Passage provided
==*==

I want to consume a stream from Kafka using Bytewax to perform aggregations. Unfortunately I'm not able to connect to Kafka and the connection is always refused. I assume something with the port setup is not correct, but could not figure it out. Its even more confusing to me that another KafkaConsumer (consumer.py) running in another container which consumes and prints the stream without any errors.
docker-compose.yml
services:
kafka:
image: apache/kafka
ports:
- "9092:9092"

==*==

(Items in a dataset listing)
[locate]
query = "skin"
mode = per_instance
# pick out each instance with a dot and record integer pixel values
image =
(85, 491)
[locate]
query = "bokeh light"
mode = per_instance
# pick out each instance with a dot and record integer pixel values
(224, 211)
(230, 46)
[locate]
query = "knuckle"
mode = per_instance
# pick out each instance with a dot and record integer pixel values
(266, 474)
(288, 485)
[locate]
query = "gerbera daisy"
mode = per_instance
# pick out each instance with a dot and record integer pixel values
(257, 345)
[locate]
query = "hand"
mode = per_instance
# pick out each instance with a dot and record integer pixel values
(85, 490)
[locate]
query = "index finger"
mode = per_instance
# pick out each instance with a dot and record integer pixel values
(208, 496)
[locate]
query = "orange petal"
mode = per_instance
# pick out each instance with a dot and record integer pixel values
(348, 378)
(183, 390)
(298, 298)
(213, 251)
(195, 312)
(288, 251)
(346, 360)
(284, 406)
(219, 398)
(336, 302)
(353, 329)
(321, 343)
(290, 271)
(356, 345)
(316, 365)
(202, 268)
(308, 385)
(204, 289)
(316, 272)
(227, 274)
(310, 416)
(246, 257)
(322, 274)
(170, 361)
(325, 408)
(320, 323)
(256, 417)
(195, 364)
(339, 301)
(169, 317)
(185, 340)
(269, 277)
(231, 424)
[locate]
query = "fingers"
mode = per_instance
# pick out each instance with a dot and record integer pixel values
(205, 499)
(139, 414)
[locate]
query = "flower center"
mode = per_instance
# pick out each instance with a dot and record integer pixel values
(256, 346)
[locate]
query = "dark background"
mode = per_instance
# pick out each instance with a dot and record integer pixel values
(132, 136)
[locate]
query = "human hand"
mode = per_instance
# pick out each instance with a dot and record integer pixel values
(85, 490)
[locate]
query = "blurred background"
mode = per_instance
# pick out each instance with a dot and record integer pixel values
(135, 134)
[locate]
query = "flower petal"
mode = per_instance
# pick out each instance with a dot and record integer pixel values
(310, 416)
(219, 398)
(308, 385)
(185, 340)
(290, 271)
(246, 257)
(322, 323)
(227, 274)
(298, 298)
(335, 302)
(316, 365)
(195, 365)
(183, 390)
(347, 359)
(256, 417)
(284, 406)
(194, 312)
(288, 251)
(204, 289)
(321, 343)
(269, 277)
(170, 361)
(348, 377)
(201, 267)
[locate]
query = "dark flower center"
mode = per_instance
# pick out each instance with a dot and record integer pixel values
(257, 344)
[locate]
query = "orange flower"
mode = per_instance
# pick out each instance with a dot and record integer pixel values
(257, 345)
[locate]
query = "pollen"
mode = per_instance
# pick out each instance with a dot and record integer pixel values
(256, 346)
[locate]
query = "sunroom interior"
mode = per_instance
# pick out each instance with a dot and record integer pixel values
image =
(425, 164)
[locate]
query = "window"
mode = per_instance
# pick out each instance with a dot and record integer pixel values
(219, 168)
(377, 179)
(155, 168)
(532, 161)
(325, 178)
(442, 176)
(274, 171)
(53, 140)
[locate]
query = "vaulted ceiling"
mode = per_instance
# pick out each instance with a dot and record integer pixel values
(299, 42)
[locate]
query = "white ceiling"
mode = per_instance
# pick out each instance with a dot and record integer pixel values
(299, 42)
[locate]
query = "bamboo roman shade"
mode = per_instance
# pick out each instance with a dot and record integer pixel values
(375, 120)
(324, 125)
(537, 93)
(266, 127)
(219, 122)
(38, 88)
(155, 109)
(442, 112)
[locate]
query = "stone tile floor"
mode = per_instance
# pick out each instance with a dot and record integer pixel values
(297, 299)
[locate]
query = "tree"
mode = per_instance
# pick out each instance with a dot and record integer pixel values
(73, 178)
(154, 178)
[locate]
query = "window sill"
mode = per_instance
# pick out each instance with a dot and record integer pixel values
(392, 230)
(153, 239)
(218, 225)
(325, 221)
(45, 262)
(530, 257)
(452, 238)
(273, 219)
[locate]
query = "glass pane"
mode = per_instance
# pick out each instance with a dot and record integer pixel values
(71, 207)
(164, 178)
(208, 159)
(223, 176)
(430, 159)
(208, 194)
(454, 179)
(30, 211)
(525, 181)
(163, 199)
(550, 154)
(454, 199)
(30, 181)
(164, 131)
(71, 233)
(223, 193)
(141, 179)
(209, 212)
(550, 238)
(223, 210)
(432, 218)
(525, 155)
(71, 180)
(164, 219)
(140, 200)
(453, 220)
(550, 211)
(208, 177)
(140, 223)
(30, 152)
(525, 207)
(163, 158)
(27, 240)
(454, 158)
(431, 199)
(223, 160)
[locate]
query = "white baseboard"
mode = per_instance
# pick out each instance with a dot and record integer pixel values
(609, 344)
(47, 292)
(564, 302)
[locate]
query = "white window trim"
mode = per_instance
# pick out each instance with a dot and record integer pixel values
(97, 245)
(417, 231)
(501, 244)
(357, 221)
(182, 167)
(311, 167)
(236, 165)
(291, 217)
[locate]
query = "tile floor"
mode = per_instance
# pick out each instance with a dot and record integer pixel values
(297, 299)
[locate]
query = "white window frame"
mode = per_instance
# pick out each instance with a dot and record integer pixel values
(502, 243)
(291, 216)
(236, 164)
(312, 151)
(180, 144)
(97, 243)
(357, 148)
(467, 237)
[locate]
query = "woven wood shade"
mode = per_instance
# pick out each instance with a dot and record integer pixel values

==*==

Directions
(A) Using the Kafka connection post, decide whether each statement agrees with it: (i) the poster's connection to Kafka is always refused; (ii) the consumer.py container fails to print the stream; (iii) the Kafka service runs the apache/kafka image. Answer yes or no for each, quoting the words that decide it.
(B) Print the passage of the Kafka connection post that begins at the words "I want to consume" and stops after "without any errors.".

Answers in order
(A)
(i) Yes: "the connection is always refused"
(ii) No: "consumes and prints the stream without any errors"
(iii) Yes: "image: apache/kafka"

(B)
I want to consume a stream from Kafka using Bytewax to perform aggregations. Unfortunately I'm not able to connect to Kafka and the connection is always refused. I assume something with the port setup is not correct, but could not figure it out. Its even more confusing to me that another KafkaConsumer (consumer.py) running in another container which consumes and prints the stream without any errors.